═════ Exercise data

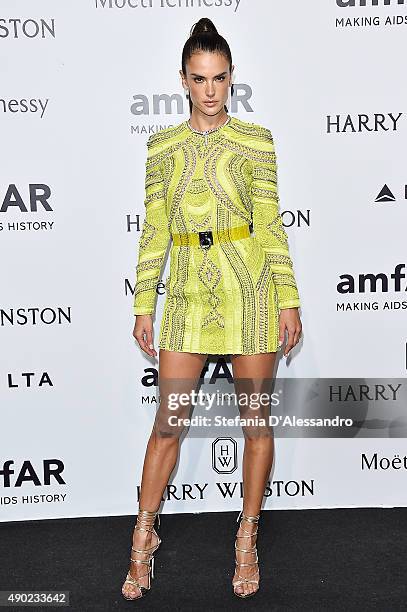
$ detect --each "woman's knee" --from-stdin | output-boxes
[242,428,274,443]
[150,422,184,445]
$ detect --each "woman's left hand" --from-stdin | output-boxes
[278,307,302,357]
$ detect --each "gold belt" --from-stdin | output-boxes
[172,224,251,249]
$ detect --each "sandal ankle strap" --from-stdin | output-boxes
[137,509,160,521]
[236,509,260,523]
[134,509,161,531]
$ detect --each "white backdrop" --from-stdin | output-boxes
[1,0,406,522]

══════════

Restate each entry word for word, leaving out any pictures.

$ detect --each "woman's knee" --from-stdin | output-boxes
[242,428,274,443]
[150,422,184,445]
$ detect --each "woman's left hand" --from-stdin | output-boxes
[278,307,302,357]
$ detect --each "gold belt" --from-stdin | output-boxes
[172,224,251,249]
$ detect --each "sandal ankle strap" --from-stdin | output-boxes
[137,509,160,521]
[236,509,260,523]
[134,509,161,531]
$ detect --each "white backdrop" --from-stdin | output-boxes
[1,0,406,522]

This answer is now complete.